_Assignment A:_
Answer these questions about the passage on hope:
(i) In what year was the National Research Council study on rape and sexual assault published?
(ii) What materials do electric vehicle batteries rely on?
(iii) What does hope stand as a contrast to?
_Assignment B:_ Repeat the part of the passage on hope that opens with the words "That original Thanksgiving" and closes with "or were displaced.", word for word.
_Assignment C:_ Pick up the passage on hope after its last sentence and continue it.

_Text for analysis:_
┄┄┄┄┄┄┄┄┄┄

That original Thanksgiving meal — if it occurred at all — was likely a very rare instance of respectful interaction between colonists and Native Americans; most of colonization relied upon removal or elimination by force of the original inhabitants of this land; millions died or were displaced.
The Cleaver family represented a time when women’s rights were comparatively nil and hidden mental, verbal, physical and sexual abuse rates comparatively high (rates that were “grossly underestimated,” according to a 2013 study by National Research Council, “Estimating the Incidence of Rape and Sexual Assault,” Washington, D.C.: The National Academies Press, 2013.)
The internet has given rise to exponential misinformation; medical treatments are often out of reach for all but the wealthiest of patrons or surrounded by anti-vaccine rhetoric; the rare earth materials that electric vehicle batteries rely on are largely sourced by mines in countries that employ “modern-day slavery” methods for extraction.
All is not well out there — in fact, it has never been all well.
But that doesn’t mean there isn’t a “well” out there; in fact, that’s where people of good faith and aligned conscience find their place in this world — in the goodness made possible by hope. Hope is a forward-looking orientation that gains its momentum from previous discernment, looking to the things of the past honestly to learn what was not the way things should have been in order to lean into a future more centered on the way things ought to be. Hope stands as a contrast to wishful thinking in this “leaning,” for hope is meant to be an orientation of engagement, something we work toward, rather than simply think about. It is in this sense that we may always move more effectively forward, in that we as people of good conscience and truth insistence — that is, as people of faith — know what’s worth hoping (read, “working” and “living”) for.

┄┄┄┄┄┄┄┄┄┄

(Stored data)
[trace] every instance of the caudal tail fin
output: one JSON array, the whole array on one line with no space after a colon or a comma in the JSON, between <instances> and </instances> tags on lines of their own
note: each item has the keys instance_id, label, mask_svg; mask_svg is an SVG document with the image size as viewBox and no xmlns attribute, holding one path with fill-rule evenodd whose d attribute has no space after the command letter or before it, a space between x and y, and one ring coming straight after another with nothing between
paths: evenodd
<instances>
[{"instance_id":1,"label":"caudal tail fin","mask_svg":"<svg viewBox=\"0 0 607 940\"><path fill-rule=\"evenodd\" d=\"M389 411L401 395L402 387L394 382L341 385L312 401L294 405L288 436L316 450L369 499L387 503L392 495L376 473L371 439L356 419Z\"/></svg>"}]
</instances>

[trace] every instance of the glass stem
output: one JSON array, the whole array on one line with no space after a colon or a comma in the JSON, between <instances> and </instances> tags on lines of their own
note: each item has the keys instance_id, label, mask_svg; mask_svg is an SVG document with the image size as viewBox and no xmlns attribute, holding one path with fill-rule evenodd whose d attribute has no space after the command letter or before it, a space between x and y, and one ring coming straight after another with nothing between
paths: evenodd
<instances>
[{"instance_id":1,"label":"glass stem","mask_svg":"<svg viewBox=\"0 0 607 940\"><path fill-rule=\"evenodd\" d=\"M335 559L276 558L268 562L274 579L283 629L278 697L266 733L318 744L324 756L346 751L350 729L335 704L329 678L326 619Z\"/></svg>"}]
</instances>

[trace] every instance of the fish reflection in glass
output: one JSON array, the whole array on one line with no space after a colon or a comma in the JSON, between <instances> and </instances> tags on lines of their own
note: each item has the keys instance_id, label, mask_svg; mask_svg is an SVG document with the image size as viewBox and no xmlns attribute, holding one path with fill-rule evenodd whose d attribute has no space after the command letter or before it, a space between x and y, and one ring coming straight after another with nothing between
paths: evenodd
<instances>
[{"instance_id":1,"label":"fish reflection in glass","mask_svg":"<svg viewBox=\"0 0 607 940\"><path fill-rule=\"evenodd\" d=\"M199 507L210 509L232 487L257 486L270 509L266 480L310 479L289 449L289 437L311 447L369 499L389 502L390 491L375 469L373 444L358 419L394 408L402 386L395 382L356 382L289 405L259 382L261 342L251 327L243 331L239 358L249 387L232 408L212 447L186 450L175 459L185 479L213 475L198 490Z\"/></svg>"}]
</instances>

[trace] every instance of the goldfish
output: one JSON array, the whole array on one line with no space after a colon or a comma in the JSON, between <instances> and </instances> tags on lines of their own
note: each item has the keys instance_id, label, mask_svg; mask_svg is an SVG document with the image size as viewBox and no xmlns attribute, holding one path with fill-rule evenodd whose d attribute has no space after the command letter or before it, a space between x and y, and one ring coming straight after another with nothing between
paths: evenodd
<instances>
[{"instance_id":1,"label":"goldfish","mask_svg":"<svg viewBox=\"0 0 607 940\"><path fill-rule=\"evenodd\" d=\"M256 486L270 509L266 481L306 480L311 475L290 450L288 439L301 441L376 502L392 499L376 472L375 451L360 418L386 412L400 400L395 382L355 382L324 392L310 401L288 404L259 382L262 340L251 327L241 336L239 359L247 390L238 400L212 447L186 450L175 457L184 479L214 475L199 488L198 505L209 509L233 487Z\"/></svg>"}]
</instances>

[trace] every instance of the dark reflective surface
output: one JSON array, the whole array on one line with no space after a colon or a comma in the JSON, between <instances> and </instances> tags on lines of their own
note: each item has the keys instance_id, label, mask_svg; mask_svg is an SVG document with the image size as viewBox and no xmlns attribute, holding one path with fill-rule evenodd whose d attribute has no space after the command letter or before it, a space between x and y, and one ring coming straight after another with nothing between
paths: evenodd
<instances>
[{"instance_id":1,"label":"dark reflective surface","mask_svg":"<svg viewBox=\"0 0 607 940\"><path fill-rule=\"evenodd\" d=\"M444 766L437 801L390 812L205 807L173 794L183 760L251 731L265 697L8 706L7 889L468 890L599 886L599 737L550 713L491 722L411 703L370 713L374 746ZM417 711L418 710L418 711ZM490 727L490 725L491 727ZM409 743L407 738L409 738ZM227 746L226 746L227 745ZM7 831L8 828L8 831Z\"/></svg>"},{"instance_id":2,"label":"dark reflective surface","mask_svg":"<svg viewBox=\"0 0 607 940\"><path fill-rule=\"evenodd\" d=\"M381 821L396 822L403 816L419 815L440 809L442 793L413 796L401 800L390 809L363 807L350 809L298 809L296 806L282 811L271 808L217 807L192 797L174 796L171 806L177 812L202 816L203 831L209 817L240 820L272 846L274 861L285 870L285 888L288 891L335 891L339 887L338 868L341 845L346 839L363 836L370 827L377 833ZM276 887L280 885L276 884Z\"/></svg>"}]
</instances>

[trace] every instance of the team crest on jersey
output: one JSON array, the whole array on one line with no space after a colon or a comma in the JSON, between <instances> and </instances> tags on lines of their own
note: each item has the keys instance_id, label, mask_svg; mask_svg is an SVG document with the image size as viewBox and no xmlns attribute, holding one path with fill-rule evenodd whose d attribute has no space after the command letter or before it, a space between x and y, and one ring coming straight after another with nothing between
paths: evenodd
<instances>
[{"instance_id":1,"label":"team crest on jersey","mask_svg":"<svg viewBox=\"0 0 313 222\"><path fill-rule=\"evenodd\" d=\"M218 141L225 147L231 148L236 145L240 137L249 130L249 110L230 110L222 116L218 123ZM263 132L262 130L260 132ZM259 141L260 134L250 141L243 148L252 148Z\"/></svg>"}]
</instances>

┄┄┄┄┄┄┄┄┄┄

_Expected output A:_
(i) 2013
(ii) Rare earth materials
(iii) Wishful thinking

_Expected output B:_
That original Thanksgiving meal — if it occurred at all — was likely a very rare instance of respectful interaction between colonists and Native Americans; most of colonization relied upon removal or elimination by force of the original inhabitants of this land; millions died or were displaced.

_Expected output C:_
So we will continue to go out there into a world of challenges, perhaps unique to our age but not unique to the human condition.
But let’s be careful out there. Follow the practices and approaches that have carried so many others forward in hope (yes, the Hill Street Blues cast, but also the cast of all those who went before us in faith):
1. Don’t go alone (all police had partners; all people of faith need community);
2. Go well equipped (with common sense, compassion, attentiveness, morality, and discernment);
3. Know who has your back (family, yes, but also community of faith; and especially God); and, perhaps most importantly,
4. Know why you’re going out there (to help make goodness possible in the world; to share the love everyone needs in their life; to make hope something real).
Let’s be careful out there; but let’s not fail to go out there; hope depends upon it.